Kaynak Metin:
*****
Ankara Üniversitesi Biyoloji Bölümü Öğretim Üyesi Prof. Dr. Barbaros Çetin, son günlerde beklenen karın bir türlü yağmaması nedeniyle boş kalan kayak merkezleri ile tekrar gündeme gelen küresel ısınmanın, Türkiye'deki olumsuz etkilerinin daha da artacağına dikkat çekti. çetin, küresel ısınma felaketi yüzünden yakın gelecekte büyük kentlerde hava kirliliğine bağlı ölümlerin meydana geleceğini, özellikle turizm, tarım ve balıkçılık sektörünün büyük darbe alacağını vurguladı.
Küresel ısınmanın Türkiye'deki izlerini araştıran Prof. Çetin, doğada tespit ettiği değişiklikleri ve geleceğe dönük tahminlerini gazetemize anlattı. Çetin, bu yıl Anadolu'nun değişik noktalarında ani sel baskınları yaşandığına dikkat çekerek "çünkü toprak, sonbahar mevsimi tam olarak yaşanmadığı için bir türlü soğumadı. Ani sel baskınları yüzünden tarım ürünleri bu yıl çürüdü. Artık ılıman kuşakta mevsim olgusu diye bir şey kalmadı. çiftçi hangi mevsim ne
ekeceğini nasıl belirleyecek, bilmiyoruz" dedi.
Yakında tarım ürünlerinin fabrikalarda üretilmeye başlayacağı öngörüsünde bulunan çetin, dünya kaynaklarının 6.5 milyar insanı besleyemeyecek noktaya geleceğini, yetersiz beslenme nedeniyle salgın hastalıkların artacağını söyledi. Çetin, global ısınmanın Türkiye'de balıkçılık sektörünü de olumsuz etkileyeceğini dile getirerek "Hem iç sularımızın, hem denizlerin ekolojisinde hızlı değişimler var. Mesela bu yıl hamsi patlaması oldu. Karadeniz'deki tüm hamsiler toplandı. Ama bu, besin zincirini bozdu. Hamsi ile beslenen palamut, çinekop gibi balıkları yakında göremeyeceğiz" diye konuştu.
Çetin, 1950'lerde Londra'da hava kirliliği yüzünden toplu ölümler meydana geldiğini anımsatarak, önümüzdeki yıllarda Türkiye'nin büyük kentlerinde de benzer durumların yaşanabileceğini öne sürdü. Ülke genelinde doğal felaketlerin hızla artacağına vurgu yapan Çetin, özellikle Karadeniz Bölgesi'nin bu felaketlerden daha çok etkileneceğini kaydetti. Çetin, "Doğu Karadeniz sahil yolu için milyonlarca yılda oluşmuş dağları deldiler ve denizi doldurdular. Bu sahil yolunun önemli kısmı sular altında kalacak" diye konuştu.
Çetin'in, son 27 yılda Türkiye'nin birçok yöresinde gerçekleştirdiği bilimsel araştırma ve gözlemlerini topladığı "Global Isınmanın İzleri" başlıklı rapora göre küresel ısınmanın yarattığı ekolojik değişiklikler şunlar:
* Kaçkar Dağları'ndaki buzullar erimeye başladı. Buzulların erimesi ve sudaki ısınma bazı yosun türlerinin yüksek bölgelerde bile çoğalmasını kolaylaştırdı. Dağlardaki yayla evlerinde çeşme sularında yoğun şekilde yosunlara rastlanmaya başlandı.
*****
[Nesnelerin bulunduğu yerlere dair veri kümesi satırları]
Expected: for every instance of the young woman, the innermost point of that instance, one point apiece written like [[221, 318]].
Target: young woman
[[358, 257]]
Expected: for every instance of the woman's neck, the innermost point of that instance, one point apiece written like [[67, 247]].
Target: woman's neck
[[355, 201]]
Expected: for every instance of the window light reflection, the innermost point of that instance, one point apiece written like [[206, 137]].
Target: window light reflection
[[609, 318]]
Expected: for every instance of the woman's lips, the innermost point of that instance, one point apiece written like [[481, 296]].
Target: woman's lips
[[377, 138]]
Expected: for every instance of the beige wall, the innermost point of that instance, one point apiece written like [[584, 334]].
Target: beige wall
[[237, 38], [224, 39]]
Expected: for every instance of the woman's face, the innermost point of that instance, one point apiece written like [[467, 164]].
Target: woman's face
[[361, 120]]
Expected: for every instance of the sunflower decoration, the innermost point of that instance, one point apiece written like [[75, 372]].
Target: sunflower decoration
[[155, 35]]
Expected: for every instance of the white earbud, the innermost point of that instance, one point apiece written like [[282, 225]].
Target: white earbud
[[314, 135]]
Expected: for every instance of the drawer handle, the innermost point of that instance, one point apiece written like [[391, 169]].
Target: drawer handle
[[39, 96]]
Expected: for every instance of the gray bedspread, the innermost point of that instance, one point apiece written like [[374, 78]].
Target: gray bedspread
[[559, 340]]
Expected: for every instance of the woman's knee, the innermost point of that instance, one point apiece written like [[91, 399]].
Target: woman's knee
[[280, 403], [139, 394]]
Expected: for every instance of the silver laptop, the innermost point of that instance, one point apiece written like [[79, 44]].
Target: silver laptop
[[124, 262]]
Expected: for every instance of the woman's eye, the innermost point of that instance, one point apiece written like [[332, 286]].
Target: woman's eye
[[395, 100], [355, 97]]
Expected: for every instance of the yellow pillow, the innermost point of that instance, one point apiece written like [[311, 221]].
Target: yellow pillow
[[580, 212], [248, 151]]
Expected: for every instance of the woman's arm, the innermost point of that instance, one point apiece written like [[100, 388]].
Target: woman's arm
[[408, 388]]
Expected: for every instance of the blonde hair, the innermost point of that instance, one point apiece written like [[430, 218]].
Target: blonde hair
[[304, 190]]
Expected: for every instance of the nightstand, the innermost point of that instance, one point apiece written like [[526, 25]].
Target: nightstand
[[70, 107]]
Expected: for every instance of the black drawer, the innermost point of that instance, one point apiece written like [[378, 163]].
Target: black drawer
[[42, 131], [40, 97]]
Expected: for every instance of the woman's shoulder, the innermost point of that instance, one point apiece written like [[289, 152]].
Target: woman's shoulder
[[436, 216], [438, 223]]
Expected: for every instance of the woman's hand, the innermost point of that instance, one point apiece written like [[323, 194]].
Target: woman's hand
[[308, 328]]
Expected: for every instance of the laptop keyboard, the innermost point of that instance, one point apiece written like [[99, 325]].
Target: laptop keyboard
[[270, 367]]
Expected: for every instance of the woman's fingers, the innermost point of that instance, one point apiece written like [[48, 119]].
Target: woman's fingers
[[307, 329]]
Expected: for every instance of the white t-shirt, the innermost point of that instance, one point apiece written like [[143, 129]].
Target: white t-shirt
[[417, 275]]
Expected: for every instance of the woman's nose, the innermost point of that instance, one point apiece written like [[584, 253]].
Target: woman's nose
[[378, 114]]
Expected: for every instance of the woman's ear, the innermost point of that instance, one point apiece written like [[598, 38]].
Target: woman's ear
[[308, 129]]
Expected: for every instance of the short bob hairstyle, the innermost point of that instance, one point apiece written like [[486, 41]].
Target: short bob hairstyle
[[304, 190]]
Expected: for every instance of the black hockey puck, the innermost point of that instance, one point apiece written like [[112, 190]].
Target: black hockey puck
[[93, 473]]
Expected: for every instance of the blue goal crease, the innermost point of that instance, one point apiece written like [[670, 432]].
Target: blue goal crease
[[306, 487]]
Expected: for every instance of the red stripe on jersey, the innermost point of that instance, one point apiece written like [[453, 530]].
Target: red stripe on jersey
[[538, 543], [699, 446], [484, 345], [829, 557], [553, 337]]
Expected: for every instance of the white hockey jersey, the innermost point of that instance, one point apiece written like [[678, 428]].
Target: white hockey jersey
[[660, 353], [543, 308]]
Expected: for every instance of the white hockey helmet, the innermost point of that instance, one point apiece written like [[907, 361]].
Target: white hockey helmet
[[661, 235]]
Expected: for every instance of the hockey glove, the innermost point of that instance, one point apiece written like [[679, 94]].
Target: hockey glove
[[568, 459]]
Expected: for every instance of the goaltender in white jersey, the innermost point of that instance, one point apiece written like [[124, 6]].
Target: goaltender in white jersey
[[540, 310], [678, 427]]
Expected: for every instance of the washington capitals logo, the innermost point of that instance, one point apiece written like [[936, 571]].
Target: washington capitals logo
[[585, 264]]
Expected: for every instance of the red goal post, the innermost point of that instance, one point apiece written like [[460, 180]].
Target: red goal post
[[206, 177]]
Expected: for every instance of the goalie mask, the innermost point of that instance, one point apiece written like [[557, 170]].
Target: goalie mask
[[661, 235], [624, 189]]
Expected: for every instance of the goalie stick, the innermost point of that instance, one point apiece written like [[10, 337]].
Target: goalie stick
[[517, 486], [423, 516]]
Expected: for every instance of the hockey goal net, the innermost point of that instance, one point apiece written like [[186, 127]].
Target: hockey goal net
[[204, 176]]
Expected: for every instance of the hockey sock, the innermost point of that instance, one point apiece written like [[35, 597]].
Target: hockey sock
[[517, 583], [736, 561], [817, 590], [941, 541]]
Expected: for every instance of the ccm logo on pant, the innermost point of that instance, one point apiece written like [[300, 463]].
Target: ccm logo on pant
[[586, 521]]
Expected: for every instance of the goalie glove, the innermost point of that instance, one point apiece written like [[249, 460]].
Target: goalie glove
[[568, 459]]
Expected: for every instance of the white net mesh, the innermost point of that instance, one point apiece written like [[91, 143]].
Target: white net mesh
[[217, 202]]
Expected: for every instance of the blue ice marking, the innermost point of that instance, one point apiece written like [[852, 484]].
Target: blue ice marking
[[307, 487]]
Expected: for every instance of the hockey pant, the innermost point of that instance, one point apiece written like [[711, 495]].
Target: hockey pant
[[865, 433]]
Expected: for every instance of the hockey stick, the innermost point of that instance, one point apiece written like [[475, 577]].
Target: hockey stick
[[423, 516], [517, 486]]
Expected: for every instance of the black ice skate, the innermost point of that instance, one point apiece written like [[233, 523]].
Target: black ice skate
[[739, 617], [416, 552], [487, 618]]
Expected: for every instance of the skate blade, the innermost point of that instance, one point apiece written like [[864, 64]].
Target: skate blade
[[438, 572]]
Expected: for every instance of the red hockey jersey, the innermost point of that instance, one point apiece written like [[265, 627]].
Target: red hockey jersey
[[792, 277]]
*****
Alıştırma Görevleri:
• a. Küresel ısınma yazısında "Ankara Üniversitesi Biyoloji" sözleriyle başlayıp "darbe alacağını vurguladı." sözleriyle biten bölümde ne varsa hiç değiştirmeden yazın.
• b. Kayıtlarda "Expected: for every instance of the white t-shirt, the" geçen satırdan "[[660, 353], [543, 308]]" geçen satıra kadar, iki uç da dahil, bütün satırları JSON dizgi listesi olarak biçimlendirin. Her satır ayrı bir dizgi olsun, boş satırları almayın.
Küresel ısınma yazısı ile kayıtlar birbirinden ayrı malzemelerdir.

Görev Çözümleri:
• a.
Ankara Üniversitesi Biyoloji Bölümü Öğretim Üyesi Prof. Dr. Barbaros Çetin, son günlerde beklenen karın bir türlü yağmaması nedeniyle boş kalan kayak merkezleri ile tekrar gündeme gelen küresel ısınmanın, Türkiye'deki olumsuz etkilerinin daha da artacağına dikkat çekti. çetin, küresel ısınma felaketi yüzünden yakın gelecekte büyük kentlerde hava kirliliğine bağlı ölümlerin meydana geleceğini, özellikle turizm, tarım ve balıkçılık sektörünün büyük darbe alacağını vurguladı.

• b.
[
  "Expected: for every instance of the white t-shirt, the innermost point of that instance, one point apiece written like [[143, 129]].",
  "Target: white t-shirt",
  "[[417, 275]]",
  "Expected: for every instance of the woman's nose, the innermost point of that instance, one point apiece written like [[584, 253]].",
  "Target: woman's nose",
  "[[378, 114]]",
  "Expected: for every instance of the woman's ear, the innermost point of that instance, one point apiece written like [[598, 38]].",
  "Target: woman's ear",
  "[[308, 129]]",
  "Expected: for every instance of the short bob hairstyle, the innermost point of that instance, one point apiece written like [[486, 41]].",
  "Target: short bob hairstyle",
  "[[304, 190]]",
  "Expected: for every instance of the black hockey puck, the innermost point of that instance, one point apiece written like [[112, 190]].",
  "Target: black hockey puck",
  "[[93, 473]]",
  "Expected: for every instance of the blue goal crease, the innermost point of that instance, one point apiece written like [[670, 432]].",
  "Target: blue goal crease",
  "[[306, 487]]",
  "Expected: for every instance of the red stripe on jersey, the innermost point of that instance, one point apiece written like [[453, 530]].",
  "Target: red stripe on jersey",
  "[[538, 543], [699, 446], [484, 345], [829, 557], [553, 337]]",
  "Expected: for every instance of the white hockey jersey, the innermost point of that instance, one point apiece written like [[678, 428]].",
  "Target: white hockey jersey",
  "[[660, 353], [543, 308]]"
]